• [WHAT YOU WILL DO]:
Reproduce word for word the portion of the data below that begins at the line containing "Find the brown" and ends after the line containing "Please outline every instance of the brown", with both of those lines included. Give only those lines.

• [WORKING DATA]:

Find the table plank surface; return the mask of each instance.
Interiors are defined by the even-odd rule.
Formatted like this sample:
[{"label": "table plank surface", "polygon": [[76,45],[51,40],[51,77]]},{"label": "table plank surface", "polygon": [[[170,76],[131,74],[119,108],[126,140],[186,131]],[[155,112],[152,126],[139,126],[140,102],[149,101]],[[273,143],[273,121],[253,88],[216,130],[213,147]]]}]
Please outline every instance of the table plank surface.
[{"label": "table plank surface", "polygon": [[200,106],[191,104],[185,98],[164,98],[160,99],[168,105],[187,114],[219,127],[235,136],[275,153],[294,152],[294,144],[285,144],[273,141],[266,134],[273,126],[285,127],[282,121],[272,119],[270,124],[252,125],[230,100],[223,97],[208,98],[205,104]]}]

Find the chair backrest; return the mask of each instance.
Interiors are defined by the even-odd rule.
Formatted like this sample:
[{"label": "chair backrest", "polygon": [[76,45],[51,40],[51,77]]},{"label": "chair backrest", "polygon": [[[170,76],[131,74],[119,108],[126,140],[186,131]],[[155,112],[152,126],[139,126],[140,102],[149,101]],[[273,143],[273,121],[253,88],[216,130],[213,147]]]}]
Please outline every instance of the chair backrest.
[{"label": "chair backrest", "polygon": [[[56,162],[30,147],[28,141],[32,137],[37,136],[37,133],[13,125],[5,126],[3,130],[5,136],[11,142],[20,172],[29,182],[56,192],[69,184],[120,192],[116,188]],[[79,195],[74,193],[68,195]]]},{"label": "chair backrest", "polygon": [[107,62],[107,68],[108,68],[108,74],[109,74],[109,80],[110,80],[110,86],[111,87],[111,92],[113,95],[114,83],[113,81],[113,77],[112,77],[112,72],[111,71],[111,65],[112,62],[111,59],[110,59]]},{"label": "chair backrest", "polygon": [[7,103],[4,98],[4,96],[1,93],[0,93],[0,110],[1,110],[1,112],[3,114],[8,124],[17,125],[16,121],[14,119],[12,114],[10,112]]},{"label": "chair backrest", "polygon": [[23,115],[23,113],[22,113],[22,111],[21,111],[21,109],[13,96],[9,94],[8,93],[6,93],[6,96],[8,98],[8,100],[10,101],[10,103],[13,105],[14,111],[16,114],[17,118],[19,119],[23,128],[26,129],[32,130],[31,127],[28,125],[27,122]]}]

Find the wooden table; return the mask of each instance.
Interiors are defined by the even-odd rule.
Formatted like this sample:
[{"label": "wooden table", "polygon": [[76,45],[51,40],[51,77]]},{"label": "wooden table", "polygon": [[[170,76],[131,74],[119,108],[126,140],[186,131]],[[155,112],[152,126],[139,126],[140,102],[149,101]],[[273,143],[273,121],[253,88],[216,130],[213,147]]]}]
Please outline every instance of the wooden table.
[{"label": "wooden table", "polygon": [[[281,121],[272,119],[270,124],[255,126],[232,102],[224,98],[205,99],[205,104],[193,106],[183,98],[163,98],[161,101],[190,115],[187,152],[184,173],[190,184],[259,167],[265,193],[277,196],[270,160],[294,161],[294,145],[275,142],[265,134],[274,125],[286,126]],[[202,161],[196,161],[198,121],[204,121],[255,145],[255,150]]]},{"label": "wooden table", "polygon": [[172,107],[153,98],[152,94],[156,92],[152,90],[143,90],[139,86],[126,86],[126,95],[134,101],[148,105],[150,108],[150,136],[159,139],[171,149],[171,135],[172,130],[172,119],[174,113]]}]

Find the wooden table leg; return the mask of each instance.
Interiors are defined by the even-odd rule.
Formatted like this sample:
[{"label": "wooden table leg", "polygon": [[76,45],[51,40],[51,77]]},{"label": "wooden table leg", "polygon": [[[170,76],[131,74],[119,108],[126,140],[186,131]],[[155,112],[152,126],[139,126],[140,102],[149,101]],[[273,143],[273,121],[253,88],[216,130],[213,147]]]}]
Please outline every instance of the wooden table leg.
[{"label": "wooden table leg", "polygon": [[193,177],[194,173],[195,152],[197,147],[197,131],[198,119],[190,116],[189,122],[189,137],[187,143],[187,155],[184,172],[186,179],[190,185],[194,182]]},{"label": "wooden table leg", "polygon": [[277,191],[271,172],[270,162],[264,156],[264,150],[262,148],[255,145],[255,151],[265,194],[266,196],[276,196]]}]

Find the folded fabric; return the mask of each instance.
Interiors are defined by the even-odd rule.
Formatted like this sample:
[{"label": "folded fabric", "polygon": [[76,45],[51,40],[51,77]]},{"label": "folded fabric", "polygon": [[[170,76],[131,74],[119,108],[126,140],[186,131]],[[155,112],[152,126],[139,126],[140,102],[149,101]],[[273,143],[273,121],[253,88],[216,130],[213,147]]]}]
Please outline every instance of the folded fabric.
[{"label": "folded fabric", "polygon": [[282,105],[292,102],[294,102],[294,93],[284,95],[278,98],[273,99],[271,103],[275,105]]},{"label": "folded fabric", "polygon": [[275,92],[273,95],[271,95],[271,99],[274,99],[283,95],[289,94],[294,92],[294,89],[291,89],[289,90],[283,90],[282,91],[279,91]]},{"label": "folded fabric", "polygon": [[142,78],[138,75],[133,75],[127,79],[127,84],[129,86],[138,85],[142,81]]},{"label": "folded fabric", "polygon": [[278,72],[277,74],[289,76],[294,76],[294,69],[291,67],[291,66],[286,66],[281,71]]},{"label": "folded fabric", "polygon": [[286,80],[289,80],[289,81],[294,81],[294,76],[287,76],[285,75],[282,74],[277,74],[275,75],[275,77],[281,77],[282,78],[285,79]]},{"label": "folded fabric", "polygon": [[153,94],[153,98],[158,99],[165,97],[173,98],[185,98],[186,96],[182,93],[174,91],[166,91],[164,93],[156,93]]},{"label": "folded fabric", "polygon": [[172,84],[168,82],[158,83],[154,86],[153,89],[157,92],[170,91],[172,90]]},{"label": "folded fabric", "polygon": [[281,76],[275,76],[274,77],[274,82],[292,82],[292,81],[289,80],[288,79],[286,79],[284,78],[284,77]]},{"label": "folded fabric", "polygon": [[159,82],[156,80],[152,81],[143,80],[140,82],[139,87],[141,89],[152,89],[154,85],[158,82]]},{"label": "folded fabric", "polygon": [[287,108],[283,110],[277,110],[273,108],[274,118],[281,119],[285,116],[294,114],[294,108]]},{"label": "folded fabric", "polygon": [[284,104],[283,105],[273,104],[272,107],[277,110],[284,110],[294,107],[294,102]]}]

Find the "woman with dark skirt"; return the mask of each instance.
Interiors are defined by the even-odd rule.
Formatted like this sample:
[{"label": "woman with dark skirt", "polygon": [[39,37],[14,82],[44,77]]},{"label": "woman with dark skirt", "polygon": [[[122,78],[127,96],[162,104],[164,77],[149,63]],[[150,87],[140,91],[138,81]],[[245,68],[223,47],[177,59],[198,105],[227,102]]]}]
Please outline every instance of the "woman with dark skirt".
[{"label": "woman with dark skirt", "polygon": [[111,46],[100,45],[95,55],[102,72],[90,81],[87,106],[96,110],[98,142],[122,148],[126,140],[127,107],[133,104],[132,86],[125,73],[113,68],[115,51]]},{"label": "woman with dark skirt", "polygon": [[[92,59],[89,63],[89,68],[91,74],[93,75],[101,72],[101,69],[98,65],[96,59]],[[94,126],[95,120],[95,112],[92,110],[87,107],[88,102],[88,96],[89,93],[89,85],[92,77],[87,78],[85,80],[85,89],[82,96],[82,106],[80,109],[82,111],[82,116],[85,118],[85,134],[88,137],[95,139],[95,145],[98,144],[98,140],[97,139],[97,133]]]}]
...
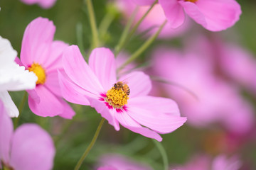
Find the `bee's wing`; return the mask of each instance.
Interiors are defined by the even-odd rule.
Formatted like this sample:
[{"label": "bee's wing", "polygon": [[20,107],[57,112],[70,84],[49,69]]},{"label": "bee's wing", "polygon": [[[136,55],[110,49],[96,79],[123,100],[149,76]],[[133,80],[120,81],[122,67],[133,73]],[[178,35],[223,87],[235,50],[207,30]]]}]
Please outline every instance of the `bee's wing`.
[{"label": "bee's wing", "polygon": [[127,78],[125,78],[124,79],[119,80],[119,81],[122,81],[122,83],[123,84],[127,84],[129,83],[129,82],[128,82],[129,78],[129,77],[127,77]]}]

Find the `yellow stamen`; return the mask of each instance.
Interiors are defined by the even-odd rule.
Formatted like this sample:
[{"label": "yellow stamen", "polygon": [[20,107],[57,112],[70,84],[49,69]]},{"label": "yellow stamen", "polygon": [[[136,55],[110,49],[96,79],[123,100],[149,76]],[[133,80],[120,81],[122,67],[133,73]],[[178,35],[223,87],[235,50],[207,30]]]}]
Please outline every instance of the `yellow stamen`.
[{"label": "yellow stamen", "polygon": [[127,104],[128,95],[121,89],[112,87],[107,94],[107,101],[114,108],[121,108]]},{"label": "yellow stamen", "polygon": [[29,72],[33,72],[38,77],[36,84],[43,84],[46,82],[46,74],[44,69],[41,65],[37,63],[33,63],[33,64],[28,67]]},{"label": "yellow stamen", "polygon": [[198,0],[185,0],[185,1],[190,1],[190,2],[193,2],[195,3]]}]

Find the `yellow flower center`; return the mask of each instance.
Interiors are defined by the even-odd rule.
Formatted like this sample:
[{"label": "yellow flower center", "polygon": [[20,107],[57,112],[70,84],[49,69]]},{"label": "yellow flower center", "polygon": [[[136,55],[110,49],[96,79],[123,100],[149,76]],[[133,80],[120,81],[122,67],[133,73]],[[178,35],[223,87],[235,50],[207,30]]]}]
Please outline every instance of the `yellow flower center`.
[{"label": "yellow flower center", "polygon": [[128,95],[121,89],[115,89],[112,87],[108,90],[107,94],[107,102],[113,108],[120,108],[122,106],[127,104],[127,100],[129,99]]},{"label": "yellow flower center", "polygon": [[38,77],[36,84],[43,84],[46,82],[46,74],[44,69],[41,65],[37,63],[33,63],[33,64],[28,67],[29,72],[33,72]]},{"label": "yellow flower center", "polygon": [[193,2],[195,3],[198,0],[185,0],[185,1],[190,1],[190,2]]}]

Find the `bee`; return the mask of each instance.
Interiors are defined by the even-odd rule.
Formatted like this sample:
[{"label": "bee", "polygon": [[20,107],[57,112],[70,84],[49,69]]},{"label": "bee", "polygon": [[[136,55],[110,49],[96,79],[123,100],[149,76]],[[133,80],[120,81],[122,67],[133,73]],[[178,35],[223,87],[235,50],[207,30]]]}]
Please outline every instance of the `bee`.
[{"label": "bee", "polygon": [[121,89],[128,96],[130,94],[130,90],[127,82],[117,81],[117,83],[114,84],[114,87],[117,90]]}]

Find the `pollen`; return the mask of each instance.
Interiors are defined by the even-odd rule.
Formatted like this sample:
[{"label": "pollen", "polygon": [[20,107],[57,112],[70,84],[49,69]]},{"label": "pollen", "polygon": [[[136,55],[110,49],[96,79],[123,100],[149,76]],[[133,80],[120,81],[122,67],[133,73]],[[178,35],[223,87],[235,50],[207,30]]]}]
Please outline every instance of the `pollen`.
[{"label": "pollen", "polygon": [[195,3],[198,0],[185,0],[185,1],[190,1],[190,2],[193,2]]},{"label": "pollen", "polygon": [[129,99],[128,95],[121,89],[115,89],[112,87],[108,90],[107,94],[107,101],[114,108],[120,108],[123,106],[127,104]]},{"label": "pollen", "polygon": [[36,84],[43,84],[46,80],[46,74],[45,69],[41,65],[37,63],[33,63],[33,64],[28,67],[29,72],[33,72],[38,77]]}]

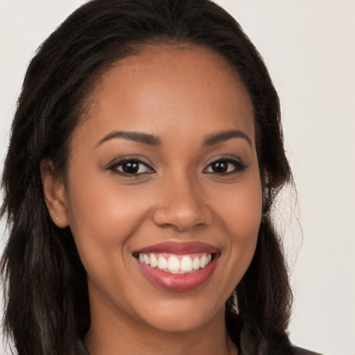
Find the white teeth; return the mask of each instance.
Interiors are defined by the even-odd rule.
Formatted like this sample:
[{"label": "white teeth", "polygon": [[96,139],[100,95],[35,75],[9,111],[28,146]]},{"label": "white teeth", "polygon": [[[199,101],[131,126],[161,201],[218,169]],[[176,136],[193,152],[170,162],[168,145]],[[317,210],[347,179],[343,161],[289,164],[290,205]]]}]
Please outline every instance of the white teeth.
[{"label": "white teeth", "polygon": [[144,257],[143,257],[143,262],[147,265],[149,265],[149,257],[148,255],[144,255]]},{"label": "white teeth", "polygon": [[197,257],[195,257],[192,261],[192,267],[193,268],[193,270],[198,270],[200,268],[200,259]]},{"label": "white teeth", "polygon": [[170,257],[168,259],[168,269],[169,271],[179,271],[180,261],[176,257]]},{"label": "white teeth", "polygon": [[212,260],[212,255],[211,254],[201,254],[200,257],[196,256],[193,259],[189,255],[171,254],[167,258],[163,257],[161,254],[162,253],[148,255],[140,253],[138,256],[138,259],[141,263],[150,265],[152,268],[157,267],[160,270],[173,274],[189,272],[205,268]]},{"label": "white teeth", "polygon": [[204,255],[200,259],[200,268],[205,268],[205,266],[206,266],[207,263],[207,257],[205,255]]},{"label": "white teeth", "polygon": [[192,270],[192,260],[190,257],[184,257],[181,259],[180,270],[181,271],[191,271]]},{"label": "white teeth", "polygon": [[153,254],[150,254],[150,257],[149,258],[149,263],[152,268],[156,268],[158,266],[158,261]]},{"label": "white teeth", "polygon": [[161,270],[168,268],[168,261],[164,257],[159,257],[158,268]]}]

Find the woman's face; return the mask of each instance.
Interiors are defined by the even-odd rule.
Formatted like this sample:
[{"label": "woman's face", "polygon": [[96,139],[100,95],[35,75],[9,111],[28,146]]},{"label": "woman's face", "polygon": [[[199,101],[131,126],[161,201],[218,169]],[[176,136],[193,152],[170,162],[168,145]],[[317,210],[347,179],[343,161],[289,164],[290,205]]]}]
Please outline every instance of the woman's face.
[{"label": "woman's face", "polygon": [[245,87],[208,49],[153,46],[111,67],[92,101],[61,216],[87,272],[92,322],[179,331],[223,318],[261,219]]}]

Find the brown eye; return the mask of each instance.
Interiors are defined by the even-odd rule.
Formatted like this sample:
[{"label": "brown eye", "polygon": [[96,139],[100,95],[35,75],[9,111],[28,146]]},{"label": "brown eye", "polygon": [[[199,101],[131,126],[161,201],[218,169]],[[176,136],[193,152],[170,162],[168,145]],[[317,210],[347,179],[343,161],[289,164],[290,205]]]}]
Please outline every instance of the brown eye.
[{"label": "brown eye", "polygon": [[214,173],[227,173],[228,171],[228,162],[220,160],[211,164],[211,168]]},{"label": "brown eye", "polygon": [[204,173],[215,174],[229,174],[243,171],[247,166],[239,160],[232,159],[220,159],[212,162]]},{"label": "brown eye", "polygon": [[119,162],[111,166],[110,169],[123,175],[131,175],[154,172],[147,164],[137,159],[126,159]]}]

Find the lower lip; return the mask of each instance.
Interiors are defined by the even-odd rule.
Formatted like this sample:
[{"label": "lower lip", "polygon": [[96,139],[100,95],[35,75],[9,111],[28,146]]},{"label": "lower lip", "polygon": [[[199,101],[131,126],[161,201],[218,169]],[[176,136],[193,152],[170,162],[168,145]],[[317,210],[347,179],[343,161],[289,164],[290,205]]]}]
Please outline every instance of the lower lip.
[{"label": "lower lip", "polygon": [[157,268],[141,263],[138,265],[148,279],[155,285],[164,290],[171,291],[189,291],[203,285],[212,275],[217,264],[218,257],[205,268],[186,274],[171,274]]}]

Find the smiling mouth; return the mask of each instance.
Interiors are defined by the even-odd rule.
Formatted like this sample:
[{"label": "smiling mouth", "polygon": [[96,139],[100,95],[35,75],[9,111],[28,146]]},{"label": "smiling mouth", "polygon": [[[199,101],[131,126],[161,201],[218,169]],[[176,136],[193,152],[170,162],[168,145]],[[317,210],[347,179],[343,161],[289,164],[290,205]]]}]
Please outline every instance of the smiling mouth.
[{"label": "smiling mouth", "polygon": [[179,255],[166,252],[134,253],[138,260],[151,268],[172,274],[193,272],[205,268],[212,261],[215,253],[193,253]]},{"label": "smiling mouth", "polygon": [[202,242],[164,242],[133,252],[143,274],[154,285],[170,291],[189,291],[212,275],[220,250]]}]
--
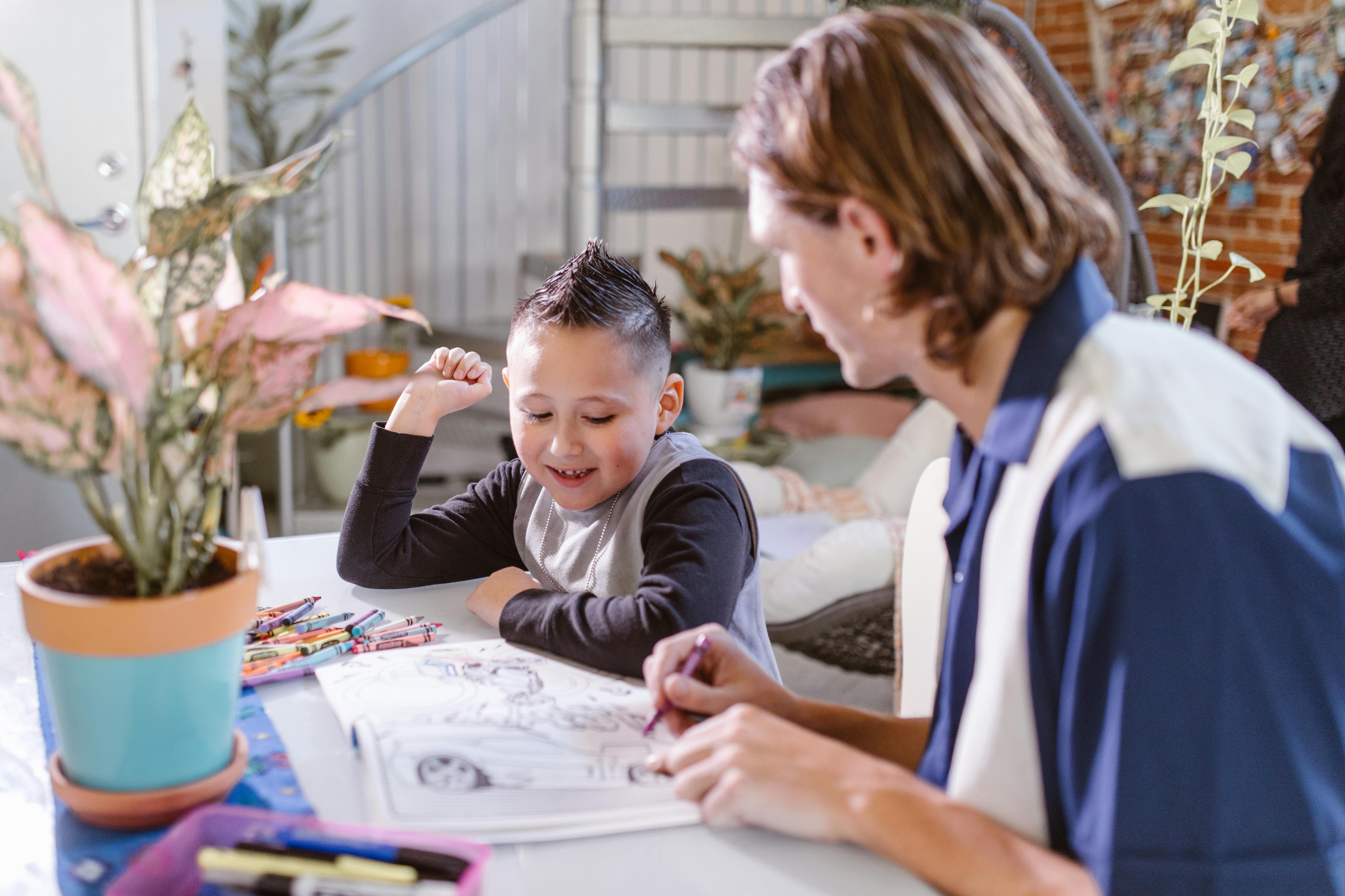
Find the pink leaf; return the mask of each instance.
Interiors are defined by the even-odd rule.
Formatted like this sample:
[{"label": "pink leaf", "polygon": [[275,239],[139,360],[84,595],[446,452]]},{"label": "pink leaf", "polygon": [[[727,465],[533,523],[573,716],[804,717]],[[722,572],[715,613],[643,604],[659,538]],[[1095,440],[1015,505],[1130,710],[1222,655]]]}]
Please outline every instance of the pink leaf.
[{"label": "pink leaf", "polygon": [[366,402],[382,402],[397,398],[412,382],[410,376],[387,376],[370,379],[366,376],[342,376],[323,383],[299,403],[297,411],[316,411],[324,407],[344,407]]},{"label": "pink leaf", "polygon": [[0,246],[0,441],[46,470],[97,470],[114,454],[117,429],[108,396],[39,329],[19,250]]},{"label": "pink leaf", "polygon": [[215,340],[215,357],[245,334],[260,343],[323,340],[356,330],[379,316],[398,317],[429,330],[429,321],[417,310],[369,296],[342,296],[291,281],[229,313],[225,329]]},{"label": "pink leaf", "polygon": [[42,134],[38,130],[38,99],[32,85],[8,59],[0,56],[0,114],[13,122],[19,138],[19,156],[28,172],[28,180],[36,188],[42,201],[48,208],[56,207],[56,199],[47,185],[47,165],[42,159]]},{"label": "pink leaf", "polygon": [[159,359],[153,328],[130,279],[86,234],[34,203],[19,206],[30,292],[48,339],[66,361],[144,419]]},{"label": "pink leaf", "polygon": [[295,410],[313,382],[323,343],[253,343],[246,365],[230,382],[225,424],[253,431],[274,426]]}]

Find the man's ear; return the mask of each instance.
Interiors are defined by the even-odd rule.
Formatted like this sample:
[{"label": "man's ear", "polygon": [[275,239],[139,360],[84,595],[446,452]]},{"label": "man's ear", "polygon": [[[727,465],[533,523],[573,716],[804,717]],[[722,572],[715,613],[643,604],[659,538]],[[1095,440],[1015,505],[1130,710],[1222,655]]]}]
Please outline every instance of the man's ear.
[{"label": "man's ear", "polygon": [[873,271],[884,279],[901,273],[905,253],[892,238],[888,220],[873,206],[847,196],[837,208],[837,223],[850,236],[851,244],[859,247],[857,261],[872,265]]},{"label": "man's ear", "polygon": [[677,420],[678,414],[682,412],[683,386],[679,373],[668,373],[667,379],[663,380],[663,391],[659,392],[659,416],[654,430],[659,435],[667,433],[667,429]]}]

• [RESPONSE TO THE EXERCISE]:
Find the brown eye; return the mask of each instance.
Interiors are defined by the even-odd rule.
Formatted like this sample:
[{"label": "brown eye", "polygon": [[96,139],[100,95],[35,75],[9,111],[28,146]]},{"label": "brown eye", "polygon": [[[199,101],[131,126],[161,201],[218,169]],[[176,136],[193,152],[170,162],[168,145]],[[317,210],[347,179],[343,161],[289,164],[290,205]]]}]
Please outline every instance of the brown eye.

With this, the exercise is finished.